[Data entries]
========

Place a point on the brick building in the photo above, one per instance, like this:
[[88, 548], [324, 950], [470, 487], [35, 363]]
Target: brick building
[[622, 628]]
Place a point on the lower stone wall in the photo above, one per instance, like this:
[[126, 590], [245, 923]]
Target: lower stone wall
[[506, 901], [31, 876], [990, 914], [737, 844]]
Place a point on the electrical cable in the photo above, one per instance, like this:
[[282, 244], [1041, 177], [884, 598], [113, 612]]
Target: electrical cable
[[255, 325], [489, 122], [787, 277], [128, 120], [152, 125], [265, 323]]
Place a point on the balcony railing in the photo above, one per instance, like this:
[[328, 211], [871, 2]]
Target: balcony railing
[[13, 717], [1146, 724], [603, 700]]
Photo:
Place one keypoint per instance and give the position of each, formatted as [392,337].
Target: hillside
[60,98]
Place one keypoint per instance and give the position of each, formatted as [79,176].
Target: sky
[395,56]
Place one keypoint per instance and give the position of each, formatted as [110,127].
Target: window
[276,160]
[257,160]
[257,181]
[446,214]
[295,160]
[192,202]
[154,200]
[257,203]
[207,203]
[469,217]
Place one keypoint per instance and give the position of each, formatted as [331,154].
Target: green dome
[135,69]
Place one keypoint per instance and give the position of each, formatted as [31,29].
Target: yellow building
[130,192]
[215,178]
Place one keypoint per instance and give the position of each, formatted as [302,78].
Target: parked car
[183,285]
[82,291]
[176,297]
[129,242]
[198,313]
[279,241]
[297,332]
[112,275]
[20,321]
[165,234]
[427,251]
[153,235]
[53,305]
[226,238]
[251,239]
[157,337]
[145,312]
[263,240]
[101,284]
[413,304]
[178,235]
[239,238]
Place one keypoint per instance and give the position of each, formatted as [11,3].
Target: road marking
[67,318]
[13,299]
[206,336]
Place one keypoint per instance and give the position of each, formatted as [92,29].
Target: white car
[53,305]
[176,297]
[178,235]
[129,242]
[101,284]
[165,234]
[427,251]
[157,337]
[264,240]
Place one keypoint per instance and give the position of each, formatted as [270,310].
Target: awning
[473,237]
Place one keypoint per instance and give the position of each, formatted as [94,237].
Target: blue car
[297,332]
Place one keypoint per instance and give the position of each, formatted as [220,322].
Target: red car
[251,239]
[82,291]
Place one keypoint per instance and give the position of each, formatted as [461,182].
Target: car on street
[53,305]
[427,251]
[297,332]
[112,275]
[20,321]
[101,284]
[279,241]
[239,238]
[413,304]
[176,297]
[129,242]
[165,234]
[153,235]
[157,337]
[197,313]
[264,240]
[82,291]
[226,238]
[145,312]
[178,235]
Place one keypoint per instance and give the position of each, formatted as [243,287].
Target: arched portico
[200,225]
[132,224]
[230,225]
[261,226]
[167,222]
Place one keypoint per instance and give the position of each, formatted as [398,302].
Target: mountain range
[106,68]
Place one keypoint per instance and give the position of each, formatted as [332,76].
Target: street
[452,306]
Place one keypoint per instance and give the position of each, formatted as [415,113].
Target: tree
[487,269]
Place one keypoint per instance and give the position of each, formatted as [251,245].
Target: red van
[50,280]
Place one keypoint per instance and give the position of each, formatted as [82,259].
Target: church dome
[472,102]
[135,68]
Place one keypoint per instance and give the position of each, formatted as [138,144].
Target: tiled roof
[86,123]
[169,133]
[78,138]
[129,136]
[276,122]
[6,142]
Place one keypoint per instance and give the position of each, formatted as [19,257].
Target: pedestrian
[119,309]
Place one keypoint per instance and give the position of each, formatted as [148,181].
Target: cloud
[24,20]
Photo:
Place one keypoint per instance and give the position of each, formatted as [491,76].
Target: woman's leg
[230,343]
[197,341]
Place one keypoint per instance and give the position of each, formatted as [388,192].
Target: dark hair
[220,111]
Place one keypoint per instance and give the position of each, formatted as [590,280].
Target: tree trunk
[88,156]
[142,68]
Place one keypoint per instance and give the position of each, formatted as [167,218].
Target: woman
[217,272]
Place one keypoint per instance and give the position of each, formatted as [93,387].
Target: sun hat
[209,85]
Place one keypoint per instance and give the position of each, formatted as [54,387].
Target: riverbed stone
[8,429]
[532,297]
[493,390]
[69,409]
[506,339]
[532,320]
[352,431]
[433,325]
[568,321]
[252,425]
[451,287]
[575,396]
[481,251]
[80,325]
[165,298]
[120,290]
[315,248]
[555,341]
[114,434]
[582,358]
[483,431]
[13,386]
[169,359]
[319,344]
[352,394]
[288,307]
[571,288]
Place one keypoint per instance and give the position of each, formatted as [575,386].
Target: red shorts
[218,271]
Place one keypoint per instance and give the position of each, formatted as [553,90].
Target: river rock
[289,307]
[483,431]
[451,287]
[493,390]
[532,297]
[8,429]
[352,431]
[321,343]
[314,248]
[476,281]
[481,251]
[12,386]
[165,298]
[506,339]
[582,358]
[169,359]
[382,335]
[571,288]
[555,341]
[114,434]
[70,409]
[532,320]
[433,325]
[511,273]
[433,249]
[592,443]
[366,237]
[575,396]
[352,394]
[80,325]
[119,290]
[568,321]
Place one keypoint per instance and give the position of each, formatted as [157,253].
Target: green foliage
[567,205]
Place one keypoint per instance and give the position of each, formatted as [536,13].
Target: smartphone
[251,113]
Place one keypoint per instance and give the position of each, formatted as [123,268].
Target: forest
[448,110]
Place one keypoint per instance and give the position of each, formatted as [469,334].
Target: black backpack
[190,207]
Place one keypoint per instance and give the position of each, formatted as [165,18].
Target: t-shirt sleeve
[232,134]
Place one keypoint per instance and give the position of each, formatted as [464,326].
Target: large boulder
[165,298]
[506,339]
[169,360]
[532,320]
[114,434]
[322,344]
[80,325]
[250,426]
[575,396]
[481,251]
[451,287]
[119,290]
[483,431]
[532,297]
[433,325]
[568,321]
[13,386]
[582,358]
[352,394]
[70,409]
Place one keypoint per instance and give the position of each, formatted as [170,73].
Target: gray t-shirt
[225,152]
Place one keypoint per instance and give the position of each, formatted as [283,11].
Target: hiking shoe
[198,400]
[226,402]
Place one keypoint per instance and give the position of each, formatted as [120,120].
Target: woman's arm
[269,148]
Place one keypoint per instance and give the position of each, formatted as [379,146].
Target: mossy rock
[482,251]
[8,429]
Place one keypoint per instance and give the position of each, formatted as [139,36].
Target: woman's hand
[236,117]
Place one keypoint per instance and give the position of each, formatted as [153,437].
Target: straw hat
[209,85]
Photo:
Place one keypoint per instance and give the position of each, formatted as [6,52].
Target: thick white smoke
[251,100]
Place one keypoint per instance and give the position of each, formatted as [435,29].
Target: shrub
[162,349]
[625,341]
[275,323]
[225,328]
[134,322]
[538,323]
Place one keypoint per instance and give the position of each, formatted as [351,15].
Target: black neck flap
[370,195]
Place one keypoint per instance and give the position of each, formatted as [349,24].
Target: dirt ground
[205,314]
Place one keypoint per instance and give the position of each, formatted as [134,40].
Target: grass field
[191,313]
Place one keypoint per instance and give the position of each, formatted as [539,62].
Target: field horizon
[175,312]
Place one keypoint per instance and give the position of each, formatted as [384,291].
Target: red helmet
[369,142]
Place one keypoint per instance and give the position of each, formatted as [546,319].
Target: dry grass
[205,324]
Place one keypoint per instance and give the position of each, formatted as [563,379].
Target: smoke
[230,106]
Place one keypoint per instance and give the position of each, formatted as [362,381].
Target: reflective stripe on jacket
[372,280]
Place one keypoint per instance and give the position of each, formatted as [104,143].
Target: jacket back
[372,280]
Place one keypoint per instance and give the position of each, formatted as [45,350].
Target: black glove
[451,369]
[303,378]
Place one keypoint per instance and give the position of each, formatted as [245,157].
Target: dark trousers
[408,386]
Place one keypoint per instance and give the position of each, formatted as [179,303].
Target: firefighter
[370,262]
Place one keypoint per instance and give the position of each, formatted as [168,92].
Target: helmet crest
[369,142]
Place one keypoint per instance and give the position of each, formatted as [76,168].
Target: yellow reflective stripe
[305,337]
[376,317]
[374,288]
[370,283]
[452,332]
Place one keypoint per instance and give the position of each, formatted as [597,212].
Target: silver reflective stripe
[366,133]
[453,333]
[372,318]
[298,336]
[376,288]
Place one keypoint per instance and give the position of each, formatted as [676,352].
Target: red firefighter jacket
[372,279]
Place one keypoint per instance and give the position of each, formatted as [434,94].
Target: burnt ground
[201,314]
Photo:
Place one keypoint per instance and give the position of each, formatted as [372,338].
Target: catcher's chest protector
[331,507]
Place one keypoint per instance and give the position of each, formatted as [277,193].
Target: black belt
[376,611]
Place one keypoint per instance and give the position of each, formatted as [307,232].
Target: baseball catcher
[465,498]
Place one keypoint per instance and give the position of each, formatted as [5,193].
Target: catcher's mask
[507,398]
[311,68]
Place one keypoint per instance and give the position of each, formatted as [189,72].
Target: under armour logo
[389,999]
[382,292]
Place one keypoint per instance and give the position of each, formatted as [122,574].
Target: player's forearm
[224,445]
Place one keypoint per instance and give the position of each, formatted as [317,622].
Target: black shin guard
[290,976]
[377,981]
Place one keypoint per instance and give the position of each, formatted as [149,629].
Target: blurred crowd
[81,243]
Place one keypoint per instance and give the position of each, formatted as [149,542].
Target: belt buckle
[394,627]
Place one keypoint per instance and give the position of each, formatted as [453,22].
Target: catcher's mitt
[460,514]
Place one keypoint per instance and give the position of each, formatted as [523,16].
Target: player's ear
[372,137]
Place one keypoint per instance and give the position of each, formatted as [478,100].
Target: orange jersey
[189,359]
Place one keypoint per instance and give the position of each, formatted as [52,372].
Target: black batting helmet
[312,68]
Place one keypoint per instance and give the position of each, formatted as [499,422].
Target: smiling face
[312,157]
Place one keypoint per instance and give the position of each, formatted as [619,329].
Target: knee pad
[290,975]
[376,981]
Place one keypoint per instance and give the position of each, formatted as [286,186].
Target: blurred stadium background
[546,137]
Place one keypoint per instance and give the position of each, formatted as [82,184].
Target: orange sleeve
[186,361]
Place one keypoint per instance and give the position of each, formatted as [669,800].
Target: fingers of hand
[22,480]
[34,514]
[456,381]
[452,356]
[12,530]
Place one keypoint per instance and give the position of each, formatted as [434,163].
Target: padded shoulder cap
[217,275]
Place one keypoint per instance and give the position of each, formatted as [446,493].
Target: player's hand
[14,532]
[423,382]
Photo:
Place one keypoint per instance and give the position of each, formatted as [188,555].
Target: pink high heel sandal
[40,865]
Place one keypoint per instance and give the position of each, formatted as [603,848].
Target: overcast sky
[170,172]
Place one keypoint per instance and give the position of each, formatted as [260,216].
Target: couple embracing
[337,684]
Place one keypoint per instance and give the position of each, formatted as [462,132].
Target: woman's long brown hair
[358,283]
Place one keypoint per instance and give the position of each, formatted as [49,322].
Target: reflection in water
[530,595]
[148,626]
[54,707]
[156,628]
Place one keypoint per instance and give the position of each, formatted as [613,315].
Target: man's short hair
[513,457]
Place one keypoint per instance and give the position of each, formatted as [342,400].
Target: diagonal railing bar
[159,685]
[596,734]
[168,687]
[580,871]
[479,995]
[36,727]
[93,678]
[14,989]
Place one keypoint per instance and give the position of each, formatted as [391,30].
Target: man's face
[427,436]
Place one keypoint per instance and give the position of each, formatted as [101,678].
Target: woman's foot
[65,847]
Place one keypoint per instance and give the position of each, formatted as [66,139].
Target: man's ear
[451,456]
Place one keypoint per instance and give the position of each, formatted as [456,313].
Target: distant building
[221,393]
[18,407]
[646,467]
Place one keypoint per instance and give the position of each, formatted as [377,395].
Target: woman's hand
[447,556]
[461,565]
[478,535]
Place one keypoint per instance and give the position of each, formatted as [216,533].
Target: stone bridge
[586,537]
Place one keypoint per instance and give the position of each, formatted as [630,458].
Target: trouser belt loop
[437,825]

========

▶ **What you will do**:
Where in the entries does the word "like" occur? Copy out each line that has it.

▶ **Reply**:
Place a point on the brick building in the photo above, one per instance, like this:
Place a point on the lower stone wall in the photo above, one per instance, like this:
Place a point on the electrical cable in the photo above, one per instance, like this:
Place a point on the balcony railing in the photo above, one per instance, like this:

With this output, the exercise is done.